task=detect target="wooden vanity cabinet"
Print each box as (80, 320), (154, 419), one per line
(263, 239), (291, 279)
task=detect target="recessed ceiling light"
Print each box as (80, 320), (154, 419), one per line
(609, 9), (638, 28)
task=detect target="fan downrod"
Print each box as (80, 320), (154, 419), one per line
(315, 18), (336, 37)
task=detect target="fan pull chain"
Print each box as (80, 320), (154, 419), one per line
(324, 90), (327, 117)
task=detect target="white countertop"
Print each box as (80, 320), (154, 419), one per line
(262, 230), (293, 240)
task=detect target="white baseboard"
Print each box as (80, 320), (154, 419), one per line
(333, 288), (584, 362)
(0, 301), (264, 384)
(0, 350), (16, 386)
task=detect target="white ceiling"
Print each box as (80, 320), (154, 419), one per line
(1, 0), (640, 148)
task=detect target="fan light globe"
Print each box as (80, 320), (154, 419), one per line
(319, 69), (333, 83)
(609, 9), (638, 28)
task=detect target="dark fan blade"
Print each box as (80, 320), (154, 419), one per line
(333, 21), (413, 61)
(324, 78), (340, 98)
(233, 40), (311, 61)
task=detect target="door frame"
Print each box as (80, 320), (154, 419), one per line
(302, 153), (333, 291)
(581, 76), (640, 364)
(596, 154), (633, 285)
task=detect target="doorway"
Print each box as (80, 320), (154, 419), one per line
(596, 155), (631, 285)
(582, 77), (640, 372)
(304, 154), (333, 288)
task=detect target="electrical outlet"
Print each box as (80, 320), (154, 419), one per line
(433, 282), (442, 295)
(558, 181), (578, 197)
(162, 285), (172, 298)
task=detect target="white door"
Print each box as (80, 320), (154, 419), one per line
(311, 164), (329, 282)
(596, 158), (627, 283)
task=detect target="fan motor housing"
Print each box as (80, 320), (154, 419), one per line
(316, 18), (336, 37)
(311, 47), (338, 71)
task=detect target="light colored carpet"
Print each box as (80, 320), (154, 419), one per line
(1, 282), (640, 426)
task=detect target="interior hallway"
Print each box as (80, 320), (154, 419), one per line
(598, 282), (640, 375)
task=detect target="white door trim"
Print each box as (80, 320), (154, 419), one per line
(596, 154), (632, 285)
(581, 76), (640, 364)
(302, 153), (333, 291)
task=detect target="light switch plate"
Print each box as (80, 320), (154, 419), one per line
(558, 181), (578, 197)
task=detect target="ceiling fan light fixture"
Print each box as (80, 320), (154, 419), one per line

=-=-=-=-=

STATED GOAL = Can you reproduce word for word the stretch of records from the very beginning through the line containing "(304, 154), (333, 288)", with both ends included?

EXERCISE RESULT =
task=detect target="wooden vanity cabinet"
Print each box as (80, 320), (154, 419), one per line
(263, 239), (291, 279)
task=detect target="recessed ceiling light"
Print each box as (80, 320), (154, 419), one per line
(609, 9), (638, 28)
task=detect target="fan downrod"
Print each box as (80, 320), (154, 419), one per line
(315, 18), (336, 37)
task=detect target="fan pull chain"
Print each box as (80, 320), (154, 419), one per line
(324, 90), (327, 117)
task=detect target="white countertop"
Print each box as (80, 320), (154, 419), one per line
(262, 230), (293, 240)
task=detect target="white baseboard"
Print each box as (80, 320), (154, 419), one per line
(333, 288), (584, 362)
(0, 301), (264, 384)
(0, 350), (16, 386)
task=detect target="white ceiling"
Print each box as (80, 320), (154, 419), one per line
(1, 0), (640, 148)
task=detect target="fan light globe"
Print each box as (80, 320), (154, 419), one per line
(319, 69), (333, 83)
(609, 9), (638, 28)
task=detect target="dark fan blade"
Print each box as (80, 320), (154, 419), one per line
(333, 21), (413, 61)
(324, 78), (340, 98)
(233, 40), (311, 61)
task=detect target="door frame"
Print each box as (80, 320), (154, 419), one per line
(302, 153), (333, 291)
(581, 76), (640, 364)
(596, 154), (633, 285)
task=detect target="doorway"
Print each box as (80, 320), (154, 419), one per line
(596, 155), (631, 285)
(582, 77), (640, 372)
(304, 154), (333, 288)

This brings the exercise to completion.